■ DIRECTION 1
Answer each question from the journal entry below.
(a) About how far does the writer live from the Pacific Ocean?
(b) About how hot was it on the day of the beach trip?
(c) According to the article the writer read, what was one suggested way to beat the blues?
■ DIRECTION 2
For each statement, say yes or no depending on whether the journal entry below agrees with it, and quote the words that decide it.
(a) The writer owns a digital camera.
(b) The writer parks right next to the water.
(c) The writer enjoys watching pelicans fly.

■ EXCERPT TO READ
---

Tuesday, July 14, 2009

Dear Journal

I feel like I should begin....Dear Diary, even though I am calling this a Journal.
I know absolutely nothing about blogs, why people write them, why they would ever read them.
Until recently I had never even looked at a blog. What peaked my interest was I read an article on ways to beat the blues, was the way they put it. One they suggested was to start a blog. You could either keep it private, or allow people to make comments that may make you feel better. That just seemed silly. Why not just write in a diary, or journal, or e-mail a friend. Who would want to listen to you whine? What could they say to make you feel better? Could they say stuff to make you feel worse? Yes I am sure they could.
Who has the time for a blog, to read or write? Don't these people have lives?
But I started to get curious, and looked at a few. Some of them were just beautiful! Beautiful pictures. Nature, kids, the whole thing was quite estically pleasing.
I don't even own a digital camera, and when I finally get around to buying one I am sure will take a while to learn how to use it, let alone post.
Yet here I am. I wanted to be pretty impersonal, so I won't embarrass myself in front of anyone I know. Yet if someone wants to read it...ok, I think. Insomnia maybe?

Thank God they provide spell check. I can not live with out it.

Ok, here goes.

Yesterday (Monday) after work I went to the beach. I live about 2 miles from the Pacific ocean. It was a hot day for us, about 78. We are weather wimps. Whaa...its hot. I park a ways from the water (free area), and walk. I live near a harbor. So I walk past the boats, and shops and restaurants. I smile at the dogs. I walk to the north jetty, sit and watch the waves and surfers a bit. I look at the birds. I love to watch pelicans fly. They are so prehistoric looking. A little swallow keeps flitting by. A seagull is taking a bath in the water. I breath deep and think how lucky I am to live close by.

Its almost 6 pm, and there are still a ton of people there. Our water does not get warm till the end of summer, but it is feeling pretty good on my feet. Lots of people in the water. I look for beach glass, watch the waves.

---

■ PROVIDED INFORMATION
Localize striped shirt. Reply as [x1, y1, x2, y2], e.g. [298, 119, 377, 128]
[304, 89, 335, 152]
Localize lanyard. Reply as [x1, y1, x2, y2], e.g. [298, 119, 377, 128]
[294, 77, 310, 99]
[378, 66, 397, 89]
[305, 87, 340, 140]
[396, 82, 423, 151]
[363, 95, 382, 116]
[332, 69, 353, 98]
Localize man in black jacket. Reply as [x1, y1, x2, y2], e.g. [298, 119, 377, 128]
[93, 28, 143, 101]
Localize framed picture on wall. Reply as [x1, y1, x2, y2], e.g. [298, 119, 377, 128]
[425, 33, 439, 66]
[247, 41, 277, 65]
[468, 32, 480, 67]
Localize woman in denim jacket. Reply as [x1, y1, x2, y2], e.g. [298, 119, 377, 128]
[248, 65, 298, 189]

---

■ FULL OUTPUT 1
(a) About 2 miles.
(b) About 78.
(c) Starting a blog.

■ FULL OUTPUT 2
(a) No: "I don't even own a digital camera"
(b) No: "I park a ways from the water (free area), and walk."
(c) Yes: "I love to watch pelicans fly."